WHAT NEEDS TO BE DONE ->
Look through the data for the string "bank". Copy every line where it is found.

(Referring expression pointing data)
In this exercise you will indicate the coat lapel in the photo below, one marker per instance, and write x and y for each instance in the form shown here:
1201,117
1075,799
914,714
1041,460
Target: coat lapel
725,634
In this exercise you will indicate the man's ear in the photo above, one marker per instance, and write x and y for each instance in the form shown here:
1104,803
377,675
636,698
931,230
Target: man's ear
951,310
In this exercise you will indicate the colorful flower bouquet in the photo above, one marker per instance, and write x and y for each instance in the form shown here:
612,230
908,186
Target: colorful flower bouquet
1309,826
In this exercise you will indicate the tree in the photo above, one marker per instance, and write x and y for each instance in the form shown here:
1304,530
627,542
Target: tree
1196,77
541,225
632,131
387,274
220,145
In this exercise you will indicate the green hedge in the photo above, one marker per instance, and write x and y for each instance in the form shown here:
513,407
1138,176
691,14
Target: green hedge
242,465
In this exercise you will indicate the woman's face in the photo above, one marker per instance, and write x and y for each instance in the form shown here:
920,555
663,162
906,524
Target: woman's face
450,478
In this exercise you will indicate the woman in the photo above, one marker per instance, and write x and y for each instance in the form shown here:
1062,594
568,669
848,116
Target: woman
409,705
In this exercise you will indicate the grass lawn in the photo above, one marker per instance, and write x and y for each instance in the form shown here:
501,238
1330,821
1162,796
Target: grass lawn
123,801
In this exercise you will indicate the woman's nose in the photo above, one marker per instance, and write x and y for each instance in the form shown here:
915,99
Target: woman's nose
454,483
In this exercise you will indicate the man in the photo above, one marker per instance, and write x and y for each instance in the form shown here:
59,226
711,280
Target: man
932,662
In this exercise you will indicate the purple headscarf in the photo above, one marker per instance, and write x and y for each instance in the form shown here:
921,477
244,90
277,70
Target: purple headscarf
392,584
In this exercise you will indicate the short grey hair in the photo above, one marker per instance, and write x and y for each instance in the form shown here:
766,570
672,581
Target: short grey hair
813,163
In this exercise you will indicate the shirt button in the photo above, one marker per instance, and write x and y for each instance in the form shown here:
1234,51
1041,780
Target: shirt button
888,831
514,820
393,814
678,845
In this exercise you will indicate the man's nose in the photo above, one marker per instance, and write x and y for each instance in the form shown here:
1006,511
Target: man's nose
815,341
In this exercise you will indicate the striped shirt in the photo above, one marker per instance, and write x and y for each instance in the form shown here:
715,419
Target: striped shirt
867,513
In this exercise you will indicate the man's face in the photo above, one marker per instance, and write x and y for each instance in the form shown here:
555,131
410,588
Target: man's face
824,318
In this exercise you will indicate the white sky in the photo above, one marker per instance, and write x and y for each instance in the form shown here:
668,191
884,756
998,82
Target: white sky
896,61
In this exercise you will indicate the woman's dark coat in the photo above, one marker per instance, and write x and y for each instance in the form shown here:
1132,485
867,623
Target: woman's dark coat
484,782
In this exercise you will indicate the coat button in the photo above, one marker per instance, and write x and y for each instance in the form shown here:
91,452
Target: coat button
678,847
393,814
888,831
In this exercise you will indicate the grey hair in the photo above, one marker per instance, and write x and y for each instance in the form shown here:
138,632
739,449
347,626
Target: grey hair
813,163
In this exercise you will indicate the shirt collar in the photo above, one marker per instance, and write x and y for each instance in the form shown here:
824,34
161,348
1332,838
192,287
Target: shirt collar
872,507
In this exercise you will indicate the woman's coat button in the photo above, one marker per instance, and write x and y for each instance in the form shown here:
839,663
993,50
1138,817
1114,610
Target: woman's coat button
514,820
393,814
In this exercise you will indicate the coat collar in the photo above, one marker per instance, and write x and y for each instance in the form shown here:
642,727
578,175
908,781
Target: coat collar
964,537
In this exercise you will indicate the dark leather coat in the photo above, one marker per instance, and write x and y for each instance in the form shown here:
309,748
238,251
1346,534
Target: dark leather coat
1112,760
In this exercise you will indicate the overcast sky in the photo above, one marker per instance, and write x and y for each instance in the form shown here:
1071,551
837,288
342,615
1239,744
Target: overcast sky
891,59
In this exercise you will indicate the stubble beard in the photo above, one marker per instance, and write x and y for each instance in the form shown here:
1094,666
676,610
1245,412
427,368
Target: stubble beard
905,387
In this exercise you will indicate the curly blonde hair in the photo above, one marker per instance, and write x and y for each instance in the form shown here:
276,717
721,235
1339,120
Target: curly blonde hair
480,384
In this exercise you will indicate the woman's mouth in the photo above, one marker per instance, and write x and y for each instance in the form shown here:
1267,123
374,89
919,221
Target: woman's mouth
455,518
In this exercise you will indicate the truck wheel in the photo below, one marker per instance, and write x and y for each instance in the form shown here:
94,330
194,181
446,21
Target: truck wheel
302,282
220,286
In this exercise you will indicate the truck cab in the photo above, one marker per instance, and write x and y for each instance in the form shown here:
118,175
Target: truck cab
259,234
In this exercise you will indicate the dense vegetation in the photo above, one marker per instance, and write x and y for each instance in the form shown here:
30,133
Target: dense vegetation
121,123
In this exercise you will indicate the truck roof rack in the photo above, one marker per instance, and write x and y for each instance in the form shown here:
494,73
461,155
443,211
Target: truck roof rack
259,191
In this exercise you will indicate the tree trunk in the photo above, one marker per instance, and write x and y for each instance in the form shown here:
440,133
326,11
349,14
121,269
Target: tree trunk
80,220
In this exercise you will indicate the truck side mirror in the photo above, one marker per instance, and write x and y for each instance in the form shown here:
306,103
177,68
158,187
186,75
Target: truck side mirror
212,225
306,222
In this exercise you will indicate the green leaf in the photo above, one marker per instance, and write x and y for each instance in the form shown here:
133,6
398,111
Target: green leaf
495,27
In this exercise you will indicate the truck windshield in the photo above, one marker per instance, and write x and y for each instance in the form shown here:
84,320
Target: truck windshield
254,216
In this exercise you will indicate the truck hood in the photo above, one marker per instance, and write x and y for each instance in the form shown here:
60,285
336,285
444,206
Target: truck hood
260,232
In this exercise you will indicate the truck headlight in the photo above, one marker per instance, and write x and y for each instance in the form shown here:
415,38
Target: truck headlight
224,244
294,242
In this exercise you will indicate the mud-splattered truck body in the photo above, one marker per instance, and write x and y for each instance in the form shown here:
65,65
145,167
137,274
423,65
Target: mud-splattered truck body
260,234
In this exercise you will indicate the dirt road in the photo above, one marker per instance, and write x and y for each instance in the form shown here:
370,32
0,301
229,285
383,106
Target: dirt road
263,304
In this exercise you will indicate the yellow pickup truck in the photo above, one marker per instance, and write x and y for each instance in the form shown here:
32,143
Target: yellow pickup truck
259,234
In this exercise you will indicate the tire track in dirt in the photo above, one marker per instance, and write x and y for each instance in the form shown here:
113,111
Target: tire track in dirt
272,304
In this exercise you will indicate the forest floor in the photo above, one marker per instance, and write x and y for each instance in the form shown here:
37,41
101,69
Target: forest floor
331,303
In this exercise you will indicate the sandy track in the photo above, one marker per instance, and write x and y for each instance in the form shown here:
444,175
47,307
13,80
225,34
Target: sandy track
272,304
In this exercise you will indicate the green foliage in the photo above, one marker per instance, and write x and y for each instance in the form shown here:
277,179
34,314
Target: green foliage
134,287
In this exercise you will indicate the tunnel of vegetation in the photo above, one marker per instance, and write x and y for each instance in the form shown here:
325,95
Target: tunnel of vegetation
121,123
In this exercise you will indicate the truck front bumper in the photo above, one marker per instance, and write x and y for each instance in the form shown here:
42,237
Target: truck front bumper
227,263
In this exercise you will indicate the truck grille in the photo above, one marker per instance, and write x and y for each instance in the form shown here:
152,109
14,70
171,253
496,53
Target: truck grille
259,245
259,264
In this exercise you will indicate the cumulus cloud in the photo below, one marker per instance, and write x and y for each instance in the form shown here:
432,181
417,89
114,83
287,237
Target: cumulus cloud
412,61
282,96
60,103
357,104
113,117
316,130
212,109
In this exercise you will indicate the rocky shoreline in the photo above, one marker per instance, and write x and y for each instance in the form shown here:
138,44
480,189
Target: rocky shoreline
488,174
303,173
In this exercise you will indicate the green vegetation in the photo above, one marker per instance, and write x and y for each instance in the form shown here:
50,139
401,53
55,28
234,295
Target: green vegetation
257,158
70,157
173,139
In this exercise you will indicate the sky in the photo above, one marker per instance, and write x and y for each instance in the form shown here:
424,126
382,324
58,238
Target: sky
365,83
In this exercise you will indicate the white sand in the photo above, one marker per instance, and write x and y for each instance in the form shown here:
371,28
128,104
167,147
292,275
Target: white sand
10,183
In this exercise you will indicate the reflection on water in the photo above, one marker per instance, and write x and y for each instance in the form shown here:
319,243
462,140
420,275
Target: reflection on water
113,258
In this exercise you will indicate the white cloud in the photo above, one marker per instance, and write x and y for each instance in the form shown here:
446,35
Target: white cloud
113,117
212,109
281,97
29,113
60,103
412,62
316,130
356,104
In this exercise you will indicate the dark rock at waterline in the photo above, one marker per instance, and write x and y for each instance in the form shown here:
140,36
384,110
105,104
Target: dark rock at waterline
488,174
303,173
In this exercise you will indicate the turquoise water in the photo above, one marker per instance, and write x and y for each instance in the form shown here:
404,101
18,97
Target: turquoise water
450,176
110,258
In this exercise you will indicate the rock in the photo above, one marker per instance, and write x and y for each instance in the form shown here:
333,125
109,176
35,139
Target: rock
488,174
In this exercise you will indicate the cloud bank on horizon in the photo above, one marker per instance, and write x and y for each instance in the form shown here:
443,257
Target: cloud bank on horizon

EXERCISE ANSWER ->
In this exercise you will indicate the cloud bank on horizon in the photo above, one marker per instance, and write x and y for each instance in the form shown here:
Target: cloud bank on horizon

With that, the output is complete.